GIVEN INSTRUCTION A:
Edit the safe_join documentation from "When performing a" up to and including "done something strange.", replacing "data sets" with "tables".

EXTRACT PROVIDED:
>> start

Join two data frames safely — safe

This function is a wrapper for the standard dplyr join functions and the pmdplyr inexact_join functions.

safe_join(x, y, expect = NULL, join = NULL, ...)

Arguments

x, y	The left and right data sets to join.
expect	Either `"1:m"` (or `"x"`), `"m:1"` (or `"y"`), or `"1:1"` (or `c("x","y")` or `"xy"`) - the match you expect to perform. You can specify this as the kind of match you expect to be performing (one-to-many, many-to-one, or one-to-one), or as the data set(s) you expect to be uniquely identified by the joining variables (`"x"`, `"y"`, or `c("x", "y")`/`"xy"`). Alternately, set to `expect = "no m:m"` if you don't care what join you're doing as long as it isn't many-to-many.
join	A `join` or `inexact_join` function to run if `safe_join` determines your join is safe. By default, simply returns `TRUE` instead of running the join.
...	Other arguments to be passed to the function specified in `join`. If performing an `inexact_join`, put the `var` and `jvar` arguments in as quoted variables.

Details

When performing a join, we generally expect that one or both of the joined data sets is uniquely identified by the set of joining variables.

If this is not true, the results of the join will often not be what you expect. Unfortunately, join does not warn you that you may have just done something strange.

This issue is especially likely to arise with panel data, where you may have multiple different data sets at different observation levels.

safe_join forces you to specify which of your data sets you think are uniquely identified by the joining variables. If you are wrong, it will return an error. If you are right, it will pass you on to your preferred join function, given in join. If join is not specified, it will just return TRUE.

Examples

# left is panel data and i does not uniquely identify observations
left <- data.frame(
  i = c(1, 1, 2, 2),
  t = c(1, 2, 1, 2),
  a = 1:4
)
# right is individual-level data uniquely identified by i
right <- data.frame(
  i = c(1, 2),
  b = 1:2
)

# I think that I can do a one-to-one merge on i
# Forgetting that left is identified by i and t together
# So, this produces an error
if (FALSE) {
safe_join(left, right, expect = "1:1", join = left_join)
}

# If I realize I'm doing a many-to-one merge, that is correct,
# so safe_join will perform it for us
safe_join(left, right, expect = "m:1", join = left_join)
#> Joining, by = "i"
#>   i t a b
#> 1 1 1 1 1
#> 2 1 2 2 1
#> 3 2 1 3 2
#> 4 2 2 4 2

>> end

GIVEN INSTRUCTION B:
Copy each line in the rows below that contains the string "building".

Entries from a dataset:
>> start

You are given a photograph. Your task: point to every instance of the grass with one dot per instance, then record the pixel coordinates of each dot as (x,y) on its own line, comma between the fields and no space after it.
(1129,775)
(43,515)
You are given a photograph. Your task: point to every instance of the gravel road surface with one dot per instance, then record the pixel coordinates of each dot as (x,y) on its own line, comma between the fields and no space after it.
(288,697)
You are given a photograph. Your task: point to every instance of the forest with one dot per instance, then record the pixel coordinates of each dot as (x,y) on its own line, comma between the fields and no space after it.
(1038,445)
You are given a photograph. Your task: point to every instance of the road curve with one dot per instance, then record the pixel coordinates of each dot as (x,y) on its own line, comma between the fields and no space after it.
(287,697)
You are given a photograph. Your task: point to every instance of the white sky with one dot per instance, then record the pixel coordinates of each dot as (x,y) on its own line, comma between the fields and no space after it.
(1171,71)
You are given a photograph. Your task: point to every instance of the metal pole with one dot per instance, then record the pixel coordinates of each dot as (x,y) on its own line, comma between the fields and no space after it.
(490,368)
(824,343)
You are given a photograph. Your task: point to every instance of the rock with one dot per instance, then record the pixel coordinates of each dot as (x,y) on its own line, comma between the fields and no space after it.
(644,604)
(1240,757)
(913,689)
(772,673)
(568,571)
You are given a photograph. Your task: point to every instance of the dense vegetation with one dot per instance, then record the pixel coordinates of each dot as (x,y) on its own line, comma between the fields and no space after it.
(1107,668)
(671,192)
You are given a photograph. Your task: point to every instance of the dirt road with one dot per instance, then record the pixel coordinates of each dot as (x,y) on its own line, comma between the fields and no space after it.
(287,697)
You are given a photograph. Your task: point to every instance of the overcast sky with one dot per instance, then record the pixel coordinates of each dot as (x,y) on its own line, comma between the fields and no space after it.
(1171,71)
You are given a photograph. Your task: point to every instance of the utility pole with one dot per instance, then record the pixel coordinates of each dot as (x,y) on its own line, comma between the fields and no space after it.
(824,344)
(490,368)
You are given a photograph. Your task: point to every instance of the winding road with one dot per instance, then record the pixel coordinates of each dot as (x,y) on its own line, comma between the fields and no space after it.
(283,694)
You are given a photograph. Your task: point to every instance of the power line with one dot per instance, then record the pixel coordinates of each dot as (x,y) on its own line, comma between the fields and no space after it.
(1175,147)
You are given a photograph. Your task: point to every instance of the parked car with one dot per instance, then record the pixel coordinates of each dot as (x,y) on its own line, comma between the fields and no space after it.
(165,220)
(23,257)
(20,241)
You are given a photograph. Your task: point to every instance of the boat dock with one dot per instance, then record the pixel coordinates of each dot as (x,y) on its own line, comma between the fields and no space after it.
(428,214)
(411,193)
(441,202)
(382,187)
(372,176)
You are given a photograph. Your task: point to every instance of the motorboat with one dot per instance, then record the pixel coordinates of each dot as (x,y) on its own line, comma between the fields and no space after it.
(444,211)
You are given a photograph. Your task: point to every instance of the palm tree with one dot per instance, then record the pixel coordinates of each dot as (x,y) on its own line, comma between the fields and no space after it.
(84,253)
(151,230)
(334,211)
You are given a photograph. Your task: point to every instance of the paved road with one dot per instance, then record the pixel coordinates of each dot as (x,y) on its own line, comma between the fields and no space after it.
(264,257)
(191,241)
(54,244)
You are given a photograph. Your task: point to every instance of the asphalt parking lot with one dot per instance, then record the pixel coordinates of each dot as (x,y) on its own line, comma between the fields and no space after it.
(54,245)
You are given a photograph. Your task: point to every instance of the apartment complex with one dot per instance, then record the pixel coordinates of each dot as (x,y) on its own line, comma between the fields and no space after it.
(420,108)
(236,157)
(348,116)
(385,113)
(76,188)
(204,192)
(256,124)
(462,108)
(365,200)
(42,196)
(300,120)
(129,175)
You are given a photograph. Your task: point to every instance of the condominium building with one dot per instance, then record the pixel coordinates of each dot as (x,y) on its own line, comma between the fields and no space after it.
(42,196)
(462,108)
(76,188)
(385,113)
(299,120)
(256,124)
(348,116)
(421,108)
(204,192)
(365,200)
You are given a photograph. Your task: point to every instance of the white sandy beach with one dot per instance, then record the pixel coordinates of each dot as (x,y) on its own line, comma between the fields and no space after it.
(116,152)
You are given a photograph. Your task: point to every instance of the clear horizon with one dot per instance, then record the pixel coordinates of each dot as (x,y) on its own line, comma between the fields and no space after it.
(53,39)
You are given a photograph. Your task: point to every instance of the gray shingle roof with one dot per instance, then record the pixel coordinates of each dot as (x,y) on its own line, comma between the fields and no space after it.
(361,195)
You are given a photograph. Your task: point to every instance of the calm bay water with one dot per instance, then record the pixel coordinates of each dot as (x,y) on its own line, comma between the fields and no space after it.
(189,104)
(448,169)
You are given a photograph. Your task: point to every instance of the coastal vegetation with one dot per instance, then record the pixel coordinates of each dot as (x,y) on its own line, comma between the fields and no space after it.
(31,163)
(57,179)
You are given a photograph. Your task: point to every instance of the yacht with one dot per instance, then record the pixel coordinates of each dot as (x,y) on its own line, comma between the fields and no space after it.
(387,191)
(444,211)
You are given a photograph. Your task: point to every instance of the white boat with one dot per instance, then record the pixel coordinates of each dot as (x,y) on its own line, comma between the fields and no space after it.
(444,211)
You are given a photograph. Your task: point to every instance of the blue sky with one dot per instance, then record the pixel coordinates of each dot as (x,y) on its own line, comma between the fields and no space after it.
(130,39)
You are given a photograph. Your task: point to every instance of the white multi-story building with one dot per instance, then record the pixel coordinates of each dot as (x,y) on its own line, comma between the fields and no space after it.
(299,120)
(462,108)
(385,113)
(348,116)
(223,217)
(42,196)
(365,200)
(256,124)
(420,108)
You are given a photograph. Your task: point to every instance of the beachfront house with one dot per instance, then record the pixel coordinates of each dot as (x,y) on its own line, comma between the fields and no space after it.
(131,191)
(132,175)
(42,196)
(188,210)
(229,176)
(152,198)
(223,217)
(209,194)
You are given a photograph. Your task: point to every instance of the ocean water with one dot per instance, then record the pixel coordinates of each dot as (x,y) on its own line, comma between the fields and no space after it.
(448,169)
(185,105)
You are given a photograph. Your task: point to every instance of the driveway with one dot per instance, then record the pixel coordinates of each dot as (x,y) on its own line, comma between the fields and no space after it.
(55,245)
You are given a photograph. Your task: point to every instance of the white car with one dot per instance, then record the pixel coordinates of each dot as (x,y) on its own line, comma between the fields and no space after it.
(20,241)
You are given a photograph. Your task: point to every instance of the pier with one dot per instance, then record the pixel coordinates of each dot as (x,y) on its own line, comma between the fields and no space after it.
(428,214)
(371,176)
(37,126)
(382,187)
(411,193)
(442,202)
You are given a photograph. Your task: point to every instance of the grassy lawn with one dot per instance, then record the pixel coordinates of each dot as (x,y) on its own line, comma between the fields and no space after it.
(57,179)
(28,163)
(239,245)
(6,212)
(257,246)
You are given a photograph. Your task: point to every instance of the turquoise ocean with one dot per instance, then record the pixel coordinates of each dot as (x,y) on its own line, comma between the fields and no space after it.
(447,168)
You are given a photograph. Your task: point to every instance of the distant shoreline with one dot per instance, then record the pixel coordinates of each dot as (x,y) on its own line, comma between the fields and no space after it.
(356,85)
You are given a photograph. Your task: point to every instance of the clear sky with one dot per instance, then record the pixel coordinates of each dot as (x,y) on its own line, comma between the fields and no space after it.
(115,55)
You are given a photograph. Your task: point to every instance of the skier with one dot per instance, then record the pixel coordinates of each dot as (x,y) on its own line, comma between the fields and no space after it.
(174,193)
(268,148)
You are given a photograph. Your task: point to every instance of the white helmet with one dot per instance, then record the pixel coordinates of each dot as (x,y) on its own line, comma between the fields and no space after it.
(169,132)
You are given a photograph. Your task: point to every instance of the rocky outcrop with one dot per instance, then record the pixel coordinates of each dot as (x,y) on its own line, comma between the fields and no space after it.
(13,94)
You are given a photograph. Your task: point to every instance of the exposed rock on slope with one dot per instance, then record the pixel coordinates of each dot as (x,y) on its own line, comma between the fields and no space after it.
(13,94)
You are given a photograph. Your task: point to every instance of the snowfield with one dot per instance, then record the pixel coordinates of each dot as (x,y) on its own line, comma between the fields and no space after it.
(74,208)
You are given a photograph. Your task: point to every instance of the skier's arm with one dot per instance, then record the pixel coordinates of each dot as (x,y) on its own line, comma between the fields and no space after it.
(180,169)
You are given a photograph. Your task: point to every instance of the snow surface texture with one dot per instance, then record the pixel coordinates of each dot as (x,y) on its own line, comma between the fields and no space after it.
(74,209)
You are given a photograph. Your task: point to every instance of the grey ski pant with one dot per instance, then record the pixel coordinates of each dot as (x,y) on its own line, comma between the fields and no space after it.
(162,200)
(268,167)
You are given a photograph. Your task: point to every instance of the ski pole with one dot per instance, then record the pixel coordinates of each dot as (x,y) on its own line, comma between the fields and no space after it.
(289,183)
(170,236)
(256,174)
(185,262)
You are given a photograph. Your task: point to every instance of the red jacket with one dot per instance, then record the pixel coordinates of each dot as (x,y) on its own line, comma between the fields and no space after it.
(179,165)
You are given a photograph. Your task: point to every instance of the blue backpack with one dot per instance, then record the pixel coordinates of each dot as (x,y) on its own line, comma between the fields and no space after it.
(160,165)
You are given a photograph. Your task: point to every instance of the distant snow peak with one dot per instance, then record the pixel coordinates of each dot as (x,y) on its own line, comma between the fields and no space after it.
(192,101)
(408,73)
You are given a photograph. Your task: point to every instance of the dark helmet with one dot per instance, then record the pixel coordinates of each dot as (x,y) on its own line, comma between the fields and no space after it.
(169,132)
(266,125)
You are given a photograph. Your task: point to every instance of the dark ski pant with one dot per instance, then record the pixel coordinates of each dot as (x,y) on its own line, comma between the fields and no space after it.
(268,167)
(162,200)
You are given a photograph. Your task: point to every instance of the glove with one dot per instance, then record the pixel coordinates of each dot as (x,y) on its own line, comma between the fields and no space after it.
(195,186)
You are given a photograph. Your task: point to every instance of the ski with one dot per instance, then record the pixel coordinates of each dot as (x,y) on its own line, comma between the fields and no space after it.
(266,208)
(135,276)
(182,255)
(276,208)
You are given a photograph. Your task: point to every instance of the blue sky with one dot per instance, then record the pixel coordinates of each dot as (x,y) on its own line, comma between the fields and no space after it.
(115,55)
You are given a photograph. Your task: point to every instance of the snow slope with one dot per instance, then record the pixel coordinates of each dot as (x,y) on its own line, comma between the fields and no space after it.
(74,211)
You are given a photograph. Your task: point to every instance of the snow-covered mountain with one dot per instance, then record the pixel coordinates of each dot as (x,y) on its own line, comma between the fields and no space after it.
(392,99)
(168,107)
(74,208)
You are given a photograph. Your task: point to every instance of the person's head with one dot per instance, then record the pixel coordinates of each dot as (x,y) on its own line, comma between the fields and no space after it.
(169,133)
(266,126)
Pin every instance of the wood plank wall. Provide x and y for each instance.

>> end

FULL RESPONSE A:
When performing a join, we generally expect that one or both of the joined tables is uniquely identified by the set of joining variables.

If this is not true, the results of the join will often not be what you expect. Unfortunately, join does not warn you that you may have just done something strange.

FULL RESPONSE B:
You are given a photograph. Your task: point to every instance of the condominium building with one dot per instance, then record the pixel coordinates of each dot as (x,y) on its own line, comma between the fields and no space after it.
You are given a photograph. Your task: point to every instance of the white multi-story building with one dot per instance, then record the pixel coordinates of each dot as (x,y) on its own line, comma between the fields and no space after it.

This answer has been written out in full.